Work request
Give the rows again from the start through the line that has "box: [614, 0, 650, 40]", switching "rough mask" to "coarse mask" and keeping everything else the same.

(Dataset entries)
□ □ □ □ □
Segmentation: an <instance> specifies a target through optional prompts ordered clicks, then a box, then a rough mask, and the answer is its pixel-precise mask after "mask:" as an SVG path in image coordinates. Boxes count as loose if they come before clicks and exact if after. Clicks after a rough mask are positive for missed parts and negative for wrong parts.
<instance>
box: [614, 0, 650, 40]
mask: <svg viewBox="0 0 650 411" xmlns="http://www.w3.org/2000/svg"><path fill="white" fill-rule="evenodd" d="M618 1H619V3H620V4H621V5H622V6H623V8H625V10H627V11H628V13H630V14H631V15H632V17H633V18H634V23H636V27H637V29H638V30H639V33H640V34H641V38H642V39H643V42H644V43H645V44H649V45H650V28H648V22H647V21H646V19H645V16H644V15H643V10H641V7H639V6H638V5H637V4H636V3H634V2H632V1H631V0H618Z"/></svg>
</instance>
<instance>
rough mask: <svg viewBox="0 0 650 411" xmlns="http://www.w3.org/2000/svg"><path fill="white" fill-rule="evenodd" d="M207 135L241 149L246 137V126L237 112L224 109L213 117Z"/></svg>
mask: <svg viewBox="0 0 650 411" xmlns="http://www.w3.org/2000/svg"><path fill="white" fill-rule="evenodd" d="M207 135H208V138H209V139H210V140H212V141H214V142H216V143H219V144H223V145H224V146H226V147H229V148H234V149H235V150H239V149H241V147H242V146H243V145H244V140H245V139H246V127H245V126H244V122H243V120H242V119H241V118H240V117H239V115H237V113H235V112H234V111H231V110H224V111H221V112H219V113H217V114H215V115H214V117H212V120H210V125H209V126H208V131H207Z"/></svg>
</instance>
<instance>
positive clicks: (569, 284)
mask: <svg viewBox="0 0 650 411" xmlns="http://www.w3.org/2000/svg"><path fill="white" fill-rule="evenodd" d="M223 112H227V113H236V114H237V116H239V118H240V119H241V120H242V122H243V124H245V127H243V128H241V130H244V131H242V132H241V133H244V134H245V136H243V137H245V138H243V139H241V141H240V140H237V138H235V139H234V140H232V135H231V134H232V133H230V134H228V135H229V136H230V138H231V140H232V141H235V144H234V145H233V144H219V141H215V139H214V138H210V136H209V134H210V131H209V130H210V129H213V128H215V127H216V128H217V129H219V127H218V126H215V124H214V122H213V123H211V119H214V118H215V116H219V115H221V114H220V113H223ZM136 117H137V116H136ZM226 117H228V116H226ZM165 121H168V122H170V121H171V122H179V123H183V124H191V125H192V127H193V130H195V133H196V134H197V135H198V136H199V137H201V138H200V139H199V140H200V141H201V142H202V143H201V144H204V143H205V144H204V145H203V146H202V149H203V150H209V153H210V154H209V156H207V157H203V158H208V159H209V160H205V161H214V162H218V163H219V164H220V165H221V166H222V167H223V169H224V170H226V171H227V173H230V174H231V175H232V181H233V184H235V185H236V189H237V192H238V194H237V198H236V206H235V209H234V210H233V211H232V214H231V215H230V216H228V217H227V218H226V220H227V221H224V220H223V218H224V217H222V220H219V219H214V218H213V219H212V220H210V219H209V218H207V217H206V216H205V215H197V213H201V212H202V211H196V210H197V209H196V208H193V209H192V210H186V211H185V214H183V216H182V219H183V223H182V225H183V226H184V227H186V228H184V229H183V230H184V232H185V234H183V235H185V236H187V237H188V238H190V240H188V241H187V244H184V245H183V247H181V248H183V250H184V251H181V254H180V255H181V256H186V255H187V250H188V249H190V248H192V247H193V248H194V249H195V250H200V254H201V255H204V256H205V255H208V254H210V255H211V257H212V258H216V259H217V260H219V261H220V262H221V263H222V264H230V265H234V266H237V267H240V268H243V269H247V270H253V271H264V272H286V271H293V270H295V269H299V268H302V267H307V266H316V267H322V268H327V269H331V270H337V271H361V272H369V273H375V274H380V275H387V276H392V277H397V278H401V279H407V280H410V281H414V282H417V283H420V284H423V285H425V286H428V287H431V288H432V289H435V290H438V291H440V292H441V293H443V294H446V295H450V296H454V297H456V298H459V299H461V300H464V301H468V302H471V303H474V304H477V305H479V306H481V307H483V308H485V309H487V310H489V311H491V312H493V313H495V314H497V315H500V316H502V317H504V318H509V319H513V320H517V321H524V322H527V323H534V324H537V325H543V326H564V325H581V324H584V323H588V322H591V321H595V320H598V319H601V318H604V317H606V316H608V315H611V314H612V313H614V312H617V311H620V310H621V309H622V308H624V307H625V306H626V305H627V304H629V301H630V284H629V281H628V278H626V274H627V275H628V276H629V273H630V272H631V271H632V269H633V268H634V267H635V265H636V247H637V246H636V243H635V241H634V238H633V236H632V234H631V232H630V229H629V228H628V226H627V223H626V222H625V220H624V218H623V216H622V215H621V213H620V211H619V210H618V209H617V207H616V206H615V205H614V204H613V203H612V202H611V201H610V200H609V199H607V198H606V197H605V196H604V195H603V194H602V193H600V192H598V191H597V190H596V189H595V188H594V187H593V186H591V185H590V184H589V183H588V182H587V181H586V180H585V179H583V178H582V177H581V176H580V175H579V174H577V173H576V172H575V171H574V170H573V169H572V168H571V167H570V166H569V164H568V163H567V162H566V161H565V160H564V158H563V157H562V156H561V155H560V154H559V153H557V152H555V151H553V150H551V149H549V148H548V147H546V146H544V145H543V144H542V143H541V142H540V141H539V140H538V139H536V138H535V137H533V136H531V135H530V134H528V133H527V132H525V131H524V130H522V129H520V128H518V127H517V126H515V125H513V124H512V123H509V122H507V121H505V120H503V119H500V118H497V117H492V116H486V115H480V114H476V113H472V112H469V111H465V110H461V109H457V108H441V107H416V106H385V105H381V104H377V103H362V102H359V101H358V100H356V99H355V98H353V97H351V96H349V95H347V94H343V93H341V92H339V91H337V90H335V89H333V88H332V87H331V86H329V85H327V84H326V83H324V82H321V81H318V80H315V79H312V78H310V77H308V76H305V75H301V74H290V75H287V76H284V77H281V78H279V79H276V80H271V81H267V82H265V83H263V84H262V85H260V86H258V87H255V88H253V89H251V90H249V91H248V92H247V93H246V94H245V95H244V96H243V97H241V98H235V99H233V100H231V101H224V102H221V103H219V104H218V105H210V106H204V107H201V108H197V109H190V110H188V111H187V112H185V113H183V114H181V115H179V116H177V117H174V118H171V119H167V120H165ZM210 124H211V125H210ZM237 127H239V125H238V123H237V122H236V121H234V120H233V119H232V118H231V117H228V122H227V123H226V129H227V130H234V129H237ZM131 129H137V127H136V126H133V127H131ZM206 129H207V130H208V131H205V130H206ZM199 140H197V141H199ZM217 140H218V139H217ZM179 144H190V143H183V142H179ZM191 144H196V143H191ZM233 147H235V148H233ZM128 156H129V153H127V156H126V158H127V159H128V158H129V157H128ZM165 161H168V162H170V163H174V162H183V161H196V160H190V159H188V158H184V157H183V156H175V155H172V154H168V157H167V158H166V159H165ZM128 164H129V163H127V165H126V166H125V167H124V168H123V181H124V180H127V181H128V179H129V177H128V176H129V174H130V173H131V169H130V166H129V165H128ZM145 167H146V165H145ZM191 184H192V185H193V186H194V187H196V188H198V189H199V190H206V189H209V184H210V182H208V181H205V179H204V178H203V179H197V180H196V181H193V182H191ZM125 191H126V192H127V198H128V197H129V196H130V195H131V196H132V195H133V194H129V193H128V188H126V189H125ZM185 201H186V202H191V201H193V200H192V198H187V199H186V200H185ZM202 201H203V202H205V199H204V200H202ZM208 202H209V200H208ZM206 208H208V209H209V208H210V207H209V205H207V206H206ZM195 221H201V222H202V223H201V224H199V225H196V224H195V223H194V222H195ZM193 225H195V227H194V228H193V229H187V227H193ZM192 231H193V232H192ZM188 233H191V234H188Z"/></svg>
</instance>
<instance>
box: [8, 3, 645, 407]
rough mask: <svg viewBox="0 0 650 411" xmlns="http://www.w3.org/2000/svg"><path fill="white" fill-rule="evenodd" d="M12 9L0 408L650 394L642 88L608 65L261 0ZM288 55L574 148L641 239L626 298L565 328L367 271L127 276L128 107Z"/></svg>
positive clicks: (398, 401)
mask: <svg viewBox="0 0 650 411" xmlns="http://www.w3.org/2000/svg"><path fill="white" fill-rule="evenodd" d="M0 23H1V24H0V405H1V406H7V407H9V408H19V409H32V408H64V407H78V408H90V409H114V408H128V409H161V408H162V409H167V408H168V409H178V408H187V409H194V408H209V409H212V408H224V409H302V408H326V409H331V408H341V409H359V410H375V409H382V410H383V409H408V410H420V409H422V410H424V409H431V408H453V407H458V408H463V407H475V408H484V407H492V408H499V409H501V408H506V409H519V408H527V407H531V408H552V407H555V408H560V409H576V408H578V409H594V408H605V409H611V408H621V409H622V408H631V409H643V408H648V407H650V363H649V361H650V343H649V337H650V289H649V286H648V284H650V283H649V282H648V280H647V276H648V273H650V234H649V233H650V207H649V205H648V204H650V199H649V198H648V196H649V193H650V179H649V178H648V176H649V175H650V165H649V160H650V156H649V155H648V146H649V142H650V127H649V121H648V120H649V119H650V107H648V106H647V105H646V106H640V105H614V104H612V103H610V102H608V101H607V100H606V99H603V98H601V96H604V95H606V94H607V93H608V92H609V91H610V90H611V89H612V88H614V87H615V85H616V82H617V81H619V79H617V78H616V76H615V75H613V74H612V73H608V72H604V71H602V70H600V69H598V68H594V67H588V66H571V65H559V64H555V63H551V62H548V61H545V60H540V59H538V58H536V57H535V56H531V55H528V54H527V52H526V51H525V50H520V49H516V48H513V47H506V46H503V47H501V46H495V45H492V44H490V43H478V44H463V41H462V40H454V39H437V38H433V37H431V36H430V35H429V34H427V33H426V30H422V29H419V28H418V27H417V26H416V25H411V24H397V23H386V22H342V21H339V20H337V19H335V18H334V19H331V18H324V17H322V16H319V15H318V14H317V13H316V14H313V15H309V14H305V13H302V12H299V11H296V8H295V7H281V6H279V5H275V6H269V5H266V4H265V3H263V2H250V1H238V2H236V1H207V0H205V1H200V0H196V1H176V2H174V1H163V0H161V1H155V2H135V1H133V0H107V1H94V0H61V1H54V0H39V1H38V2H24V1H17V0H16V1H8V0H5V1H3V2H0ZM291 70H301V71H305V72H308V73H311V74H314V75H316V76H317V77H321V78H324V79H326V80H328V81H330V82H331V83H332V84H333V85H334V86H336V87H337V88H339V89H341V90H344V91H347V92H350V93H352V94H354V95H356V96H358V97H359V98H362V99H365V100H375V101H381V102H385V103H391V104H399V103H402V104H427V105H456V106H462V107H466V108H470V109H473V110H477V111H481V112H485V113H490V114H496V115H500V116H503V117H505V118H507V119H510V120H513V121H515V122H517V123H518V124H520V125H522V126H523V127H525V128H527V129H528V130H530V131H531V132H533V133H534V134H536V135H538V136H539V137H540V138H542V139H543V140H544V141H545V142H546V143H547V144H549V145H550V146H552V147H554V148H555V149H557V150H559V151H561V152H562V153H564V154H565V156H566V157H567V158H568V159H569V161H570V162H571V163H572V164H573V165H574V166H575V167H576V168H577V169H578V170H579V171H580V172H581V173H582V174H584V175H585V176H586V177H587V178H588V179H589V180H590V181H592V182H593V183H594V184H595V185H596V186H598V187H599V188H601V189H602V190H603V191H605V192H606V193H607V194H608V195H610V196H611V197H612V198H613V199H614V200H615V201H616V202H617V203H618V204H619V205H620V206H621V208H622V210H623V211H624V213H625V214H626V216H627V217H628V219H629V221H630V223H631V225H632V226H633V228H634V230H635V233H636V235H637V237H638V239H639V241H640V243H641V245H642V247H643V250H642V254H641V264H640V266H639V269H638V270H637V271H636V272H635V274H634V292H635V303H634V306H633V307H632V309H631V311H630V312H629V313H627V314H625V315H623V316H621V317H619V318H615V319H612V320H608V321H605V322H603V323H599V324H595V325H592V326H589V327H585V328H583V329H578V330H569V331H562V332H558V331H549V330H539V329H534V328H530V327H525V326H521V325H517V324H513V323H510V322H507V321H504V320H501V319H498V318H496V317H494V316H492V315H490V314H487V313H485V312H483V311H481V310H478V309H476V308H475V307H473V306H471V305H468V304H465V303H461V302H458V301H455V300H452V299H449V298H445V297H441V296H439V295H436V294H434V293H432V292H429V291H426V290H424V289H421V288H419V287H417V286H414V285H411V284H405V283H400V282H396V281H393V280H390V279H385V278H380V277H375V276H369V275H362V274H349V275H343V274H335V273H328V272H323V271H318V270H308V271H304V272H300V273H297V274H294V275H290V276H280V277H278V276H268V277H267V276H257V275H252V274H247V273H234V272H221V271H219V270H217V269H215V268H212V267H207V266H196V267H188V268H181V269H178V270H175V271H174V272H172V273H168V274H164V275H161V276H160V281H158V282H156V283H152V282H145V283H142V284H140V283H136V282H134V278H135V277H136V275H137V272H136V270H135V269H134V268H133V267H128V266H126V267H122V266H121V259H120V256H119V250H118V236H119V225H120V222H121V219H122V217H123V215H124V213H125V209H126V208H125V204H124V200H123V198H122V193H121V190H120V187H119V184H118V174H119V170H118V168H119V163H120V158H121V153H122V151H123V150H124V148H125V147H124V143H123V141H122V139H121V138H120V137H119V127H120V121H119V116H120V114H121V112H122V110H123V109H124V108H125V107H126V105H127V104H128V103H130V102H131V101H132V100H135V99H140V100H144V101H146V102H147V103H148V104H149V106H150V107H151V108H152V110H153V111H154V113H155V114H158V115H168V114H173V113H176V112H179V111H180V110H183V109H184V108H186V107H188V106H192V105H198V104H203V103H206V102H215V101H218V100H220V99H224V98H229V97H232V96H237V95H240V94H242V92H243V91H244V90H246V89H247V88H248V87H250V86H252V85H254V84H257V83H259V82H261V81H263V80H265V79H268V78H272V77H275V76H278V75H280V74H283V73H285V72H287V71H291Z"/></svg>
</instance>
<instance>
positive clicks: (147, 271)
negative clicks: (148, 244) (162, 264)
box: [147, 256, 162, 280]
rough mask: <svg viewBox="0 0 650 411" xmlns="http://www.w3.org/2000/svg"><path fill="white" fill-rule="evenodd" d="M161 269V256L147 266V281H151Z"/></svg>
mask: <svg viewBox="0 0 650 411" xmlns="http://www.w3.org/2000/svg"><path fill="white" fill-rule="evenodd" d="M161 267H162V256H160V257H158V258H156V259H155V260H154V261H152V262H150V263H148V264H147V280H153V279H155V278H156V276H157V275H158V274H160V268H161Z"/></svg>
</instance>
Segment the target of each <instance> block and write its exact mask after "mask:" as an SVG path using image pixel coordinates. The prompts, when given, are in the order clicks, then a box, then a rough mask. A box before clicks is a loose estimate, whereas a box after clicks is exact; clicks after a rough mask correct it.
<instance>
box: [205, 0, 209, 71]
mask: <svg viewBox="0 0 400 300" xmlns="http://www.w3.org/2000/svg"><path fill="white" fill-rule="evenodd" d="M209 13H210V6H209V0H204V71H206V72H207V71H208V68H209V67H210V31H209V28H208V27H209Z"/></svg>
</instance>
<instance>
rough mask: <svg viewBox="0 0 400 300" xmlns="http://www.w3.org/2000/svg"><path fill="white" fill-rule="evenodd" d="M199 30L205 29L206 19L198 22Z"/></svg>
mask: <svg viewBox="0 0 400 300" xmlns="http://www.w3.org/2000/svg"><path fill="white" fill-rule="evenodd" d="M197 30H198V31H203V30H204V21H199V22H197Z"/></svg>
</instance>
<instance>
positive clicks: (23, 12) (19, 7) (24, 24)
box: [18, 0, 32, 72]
□ □ □ □ □
Output for this task
Segmentation: an <instance> specifies a target through optional prompts ordered clicks, then a box, then a coarse mask, and the answer is its pixel-precise mask after "mask:" as an SVG path in image coordinates. Boxes count as loose if they come before clicks and exact if after. Clicks after a coarse mask are positive for missed parts and negative for wrong parts.
<instance>
box: [614, 0, 650, 40]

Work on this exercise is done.